> **WHAT THE TASK ASKS**
Please give the entries below as a two-column CSV with the header columns "text" and "answer", one row for each entry. Put each entry's text and its answer in a single quoted field, with line breaks replaced by spaces.

> **TASK INPUT**
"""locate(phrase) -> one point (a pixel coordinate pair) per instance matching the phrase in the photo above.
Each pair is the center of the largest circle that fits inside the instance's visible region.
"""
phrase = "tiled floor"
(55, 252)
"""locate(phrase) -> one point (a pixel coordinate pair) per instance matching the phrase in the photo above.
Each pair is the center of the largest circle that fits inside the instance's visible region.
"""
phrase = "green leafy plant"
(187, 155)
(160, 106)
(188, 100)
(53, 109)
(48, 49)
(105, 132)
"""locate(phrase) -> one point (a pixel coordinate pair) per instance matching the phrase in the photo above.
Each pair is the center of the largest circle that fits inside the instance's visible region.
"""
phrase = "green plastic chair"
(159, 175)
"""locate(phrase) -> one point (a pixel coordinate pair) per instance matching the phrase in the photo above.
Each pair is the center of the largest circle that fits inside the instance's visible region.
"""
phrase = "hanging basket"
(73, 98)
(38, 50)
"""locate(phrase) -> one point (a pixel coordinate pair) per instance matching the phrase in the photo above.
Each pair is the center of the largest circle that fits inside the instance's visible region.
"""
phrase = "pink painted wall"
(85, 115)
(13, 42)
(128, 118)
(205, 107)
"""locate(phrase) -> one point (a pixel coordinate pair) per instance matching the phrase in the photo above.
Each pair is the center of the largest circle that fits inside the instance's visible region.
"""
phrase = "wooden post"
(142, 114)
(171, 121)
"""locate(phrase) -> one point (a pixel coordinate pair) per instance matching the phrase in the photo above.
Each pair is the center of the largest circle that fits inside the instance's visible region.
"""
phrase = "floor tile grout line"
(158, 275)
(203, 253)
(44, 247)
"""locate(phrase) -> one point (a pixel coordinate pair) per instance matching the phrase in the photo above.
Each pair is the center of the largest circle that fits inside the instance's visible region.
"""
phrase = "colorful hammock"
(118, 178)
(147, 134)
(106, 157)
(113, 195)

> **FULL RESPONSE**
text,answer
"""""""locate(phrase) -> one point (a pixel coordinate pair) per instance matching the phrase in the photo above. Each pair is the center of the largest circle that fits inside the instance's visible region. """""" phrase = ""tiled floor""","(55, 252)"
"""""""locate(phrase) -> one point (a pixel coordinate pair) per instance matching the phrase in the photo above. Each pair is the center of the largest circle that fits inside the instance's visible region. """""" phrase = ""green leafy plant""","(187, 155) (160, 106) (188, 100) (53, 109) (48, 49) (105, 132)"
"""""""locate(phrase) -> one point (a pixel coordinate pair) per instance matching the phrase in the photo above. Each pair is the center of the largest circle that fits inside the instance's visible region. """""" phrase = ""green plastic chair""","(159, 175)"
"""""""locate(phrase) -> one point (a pixel coordinate pair) per instance matching the phrase in the photo above. Each pair is the center of the largest circle that fits inside the instance's visible region. """""" phrase = ""hanging basket""","(73, 98) (38, 50)"
"""""""locate(phrase) -> one point (a pixel coordinate pair) per instance matching the phrase in the photo above. Each pair is the center of the largest circle that fits inside the instance's visible region. """""" phrase = ""pink painted wall""","(85, 115) (13, 42) (128, 118) (205, 107)"
"""""""locate(phrase) -> one point (a pixel coordinate pair) per instance matching the phrase in the photo above. Each pair is the center of the largest circle that fits inside the instance's visible region. """""" phrase = ""wooden post""","(142, 114) (171, 121)"
"""""""locate(phrase) -> one point (a pixel coordinate pair) per instance matching the phrase in the photo above. Each pair is the center of the largest circle that fits inside the instance's visible region. """""" phrase = ""floor tile grout line""","(158, 275) (203, 253) (44, 247)"
"""""""locate(phrase) -> one point (a pixel coordinate pair) per instance matching the phrase in the photo above. Each pair is the center of the largest circle that fits inside the instance's visible region. """""" phrase = ""colorful hammock""","(118, 178) (147, 134) (106, 157) (113, 195)"